**Your goal:**
Transcribe all the records with complete accuracy.

**Extracted records:**
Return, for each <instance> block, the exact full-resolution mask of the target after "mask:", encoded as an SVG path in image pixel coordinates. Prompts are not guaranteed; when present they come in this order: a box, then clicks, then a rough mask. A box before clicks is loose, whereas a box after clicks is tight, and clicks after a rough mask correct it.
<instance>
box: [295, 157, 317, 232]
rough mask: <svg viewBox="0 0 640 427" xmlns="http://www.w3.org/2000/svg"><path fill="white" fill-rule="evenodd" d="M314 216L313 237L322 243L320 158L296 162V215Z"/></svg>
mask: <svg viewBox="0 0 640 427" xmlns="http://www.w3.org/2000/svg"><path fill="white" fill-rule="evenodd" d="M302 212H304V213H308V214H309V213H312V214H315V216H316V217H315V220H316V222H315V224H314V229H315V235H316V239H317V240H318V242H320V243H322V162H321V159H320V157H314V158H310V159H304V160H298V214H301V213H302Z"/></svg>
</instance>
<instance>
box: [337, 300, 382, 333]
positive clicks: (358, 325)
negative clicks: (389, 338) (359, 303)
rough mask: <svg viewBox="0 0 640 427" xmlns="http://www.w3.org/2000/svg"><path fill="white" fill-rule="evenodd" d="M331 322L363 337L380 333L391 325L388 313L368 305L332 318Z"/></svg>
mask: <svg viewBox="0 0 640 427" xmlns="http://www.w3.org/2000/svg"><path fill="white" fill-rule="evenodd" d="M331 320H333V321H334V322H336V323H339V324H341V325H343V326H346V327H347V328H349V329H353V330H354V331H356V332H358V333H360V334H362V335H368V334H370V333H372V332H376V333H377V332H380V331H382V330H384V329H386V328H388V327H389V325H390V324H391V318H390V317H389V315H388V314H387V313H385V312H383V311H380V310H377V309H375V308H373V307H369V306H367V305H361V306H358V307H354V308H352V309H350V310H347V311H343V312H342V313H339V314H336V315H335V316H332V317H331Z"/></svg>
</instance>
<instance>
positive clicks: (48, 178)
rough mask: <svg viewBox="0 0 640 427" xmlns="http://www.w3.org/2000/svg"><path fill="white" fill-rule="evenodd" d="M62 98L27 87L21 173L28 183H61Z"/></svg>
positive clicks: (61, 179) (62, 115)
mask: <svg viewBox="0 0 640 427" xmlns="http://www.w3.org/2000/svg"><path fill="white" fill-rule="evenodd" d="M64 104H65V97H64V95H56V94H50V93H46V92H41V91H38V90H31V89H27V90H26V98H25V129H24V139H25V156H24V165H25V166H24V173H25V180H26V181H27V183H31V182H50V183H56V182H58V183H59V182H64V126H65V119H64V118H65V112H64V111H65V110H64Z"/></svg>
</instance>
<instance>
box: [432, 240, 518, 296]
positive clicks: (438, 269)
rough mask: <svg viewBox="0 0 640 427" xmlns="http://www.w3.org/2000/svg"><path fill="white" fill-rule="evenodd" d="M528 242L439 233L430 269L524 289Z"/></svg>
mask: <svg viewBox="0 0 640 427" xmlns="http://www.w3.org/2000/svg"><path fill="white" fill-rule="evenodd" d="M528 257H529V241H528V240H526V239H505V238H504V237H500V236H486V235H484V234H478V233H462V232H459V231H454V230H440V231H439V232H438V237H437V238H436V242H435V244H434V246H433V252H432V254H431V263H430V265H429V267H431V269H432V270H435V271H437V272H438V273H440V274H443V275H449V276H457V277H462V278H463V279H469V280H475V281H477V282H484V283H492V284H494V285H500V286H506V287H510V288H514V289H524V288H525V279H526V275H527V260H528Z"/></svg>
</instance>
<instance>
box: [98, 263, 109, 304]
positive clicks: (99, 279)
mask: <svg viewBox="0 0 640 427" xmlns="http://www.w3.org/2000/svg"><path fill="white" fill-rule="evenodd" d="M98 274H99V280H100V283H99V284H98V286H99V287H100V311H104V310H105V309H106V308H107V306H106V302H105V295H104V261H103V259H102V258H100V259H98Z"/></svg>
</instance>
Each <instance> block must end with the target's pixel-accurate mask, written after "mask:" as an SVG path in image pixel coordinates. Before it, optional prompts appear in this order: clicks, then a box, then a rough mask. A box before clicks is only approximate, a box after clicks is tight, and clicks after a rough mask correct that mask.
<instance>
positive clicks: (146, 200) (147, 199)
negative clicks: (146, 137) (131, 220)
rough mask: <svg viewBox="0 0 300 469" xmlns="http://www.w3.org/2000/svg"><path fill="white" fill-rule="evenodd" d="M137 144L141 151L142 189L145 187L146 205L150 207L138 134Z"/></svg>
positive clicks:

**Your response:**
Return, for each <instance> block, the exact full-resolution mask of the target after "mask:", encoded as an SVG path in image pixel coordinates. Prompts are not guaranteed; when present they come in this order: a box, then clicks, then a rough mask. A box before clicks is loose, whereas a box after clicks is tight, and clicks after a rough mask correct it.
<instance>
box: [295, 157, 317, 232]
rough mask: <svg viewBox="0 0 640 427" xmlns="http://www.w3.org/2000/svg"><path fill="white" fill-rule="evenodd" d="M314 216L313 237L322 243L320 158L296 162V215Z"/></svg>
mask: <svg viewBox="0 0 640 427" xmlns="http://www.w3.org/2000/svg"><path fill="white" fill-rule="evenodd" d="M302 212H304V213H308V214H309V213H312V214H315V216H316V217H315V220H316V222H315V224H314V229H315V235H316V239H317V240H318V242H320V243H322V162H321V159H320V157H314V158H310V159H304V160H298V214H301V213H302Z"/></svg>
</instance>
<instance>
box: [337, 300, 382, 333]
positive clicks: (358, 325)
negative clicks: (389, 338) (359, 303)
rough mask: <svg viewBox="0 0 640 427" xmlns="http://www.w3.org/2000/svg"><path fill="white" fill-rule="evenodd" d="M331 322L363 337L380 333L391 325L388 313L368 305L332 318Z"/></svg>
mask: <svg viewBox="0 0 640 427" xmlns="http://www.w3.org/2000/svg"><path fill="white" fill-rule="evenodd" d="M331 320H333V321H334V322H336V323H339V324H341V325H343V326H346V327H347V328H349V329H353V330H354V331H356V332H358V333H360V334H362V335H368V334H370V333H372V332H376V333H377V332H380V331H382V330H384V329H386V328H388V327H389V325H390V324H391V318H390V317H389V315H388V314H387V313H385V312H383V311H380V310H377V309H375V308H373V307H369V306H367V305H361V306H358V307H354V308H352V309H350V310H347V311H343V312H342V313H339V314H336V315H335V316H332V317H331Z"/></svg>
</instance>
<instance>
positive clicks: (48, 178)
rough mask: <svg viewBox="0 0 640 427" xmlns="http://www.w3.org/2000/svg"><path fill="white" fill-rule="evenodd" d="M62 98L27 87L21 173L28 183H61Z"/></svg>
positive clicks: (61, 179) (62, 115)
mask: <svg viewBox="0 0 640 427" xmlns="http://www.w3.org/2000/svg"><path fill="white" fill-rule="evenodd" d="M64 104H65V97H64V95H56V94H50V93H46V92H41V91H38V90H31V89H27V90H26V98H25V129H24V139H25V156H24V165H25V166H24V173H25V180H26V181H27V183H31V182H50V183H56V182H58V183H59V182H64V126H65V119H64V118H65V112H64V111H65V110H64Z"/></svg>
</instance>
<instance>
box: [432, 240, 518, 296]
positive clicks: (438, 269)
rough mask: <svg viewBox="0 0 640 427" xmlns="http://www.w3.org/2000/svg"><path fill="white" fill-rule="evenodd" d="M528 242L439 233L430 269L524 289Z"/></svg>
mask: <svg viewBox="0 0 640 427" xmlns="http://www.w3.org/2000/svg"><path fill="white" fill-rule="evenodd" d="M528 257H529V241H528V240H526V239H505V238H504V237H500V236H486V235H484V234H478V233H462V232H459V231H454V230H440V231H439V232H438V237H437V238H436V242H435V244H434V246H433V252H432V254H431V263H430V265H429V267H431V269H432V270H435V271H437V272H438V273H440V274H443V275H449V276H457V277H462V278H463V279H469V280H475V281H477V282H484V283H492V284H494V285H500V286H506V287H510V288H514V289H524V288H525V279H526V275H527V260H528Z"/></svg>
</instance>
<instance>
box: [98, 263, 109, 304]
positive clicks: (99, 279)
mask: <svg viewBox="0 0 640 427" xmlns="http://www.w3.org/2000/svg"><path fill="white" fill-rule="evenodd" d="M98 274H99V280H100V283H99V284H98V286H99V287H100V311H104V310H105V309H106V308H107V306H106V302H105V295H104V261H103V259H102V258H100V259H98Z"/></svg>
</instance>
Each <instance> block must end with the target's pixel-accurate mask, written after "mask:" as an SVG path in image pixel coordinates. Before it, optional prompts appear in this order: clicks, then a box, then a rough mask. A box before clicks is only approximate, a box after clicks is tight, and clicks after a rough mask correct that mask.
<instance>
positive clicks: (146, 200) (147, 199)
negative clicks: (146, 137) (131, 220)
rough mask: <svg viewBox="0 0 300 469" xmlns="http://www.w3.org/2000/svg"><path fill="white" fill-rule="evenodd" d="M137 144L141 151L142 189L145 187L146 205L150 207L138 134Z"/></svg>
positive clicks:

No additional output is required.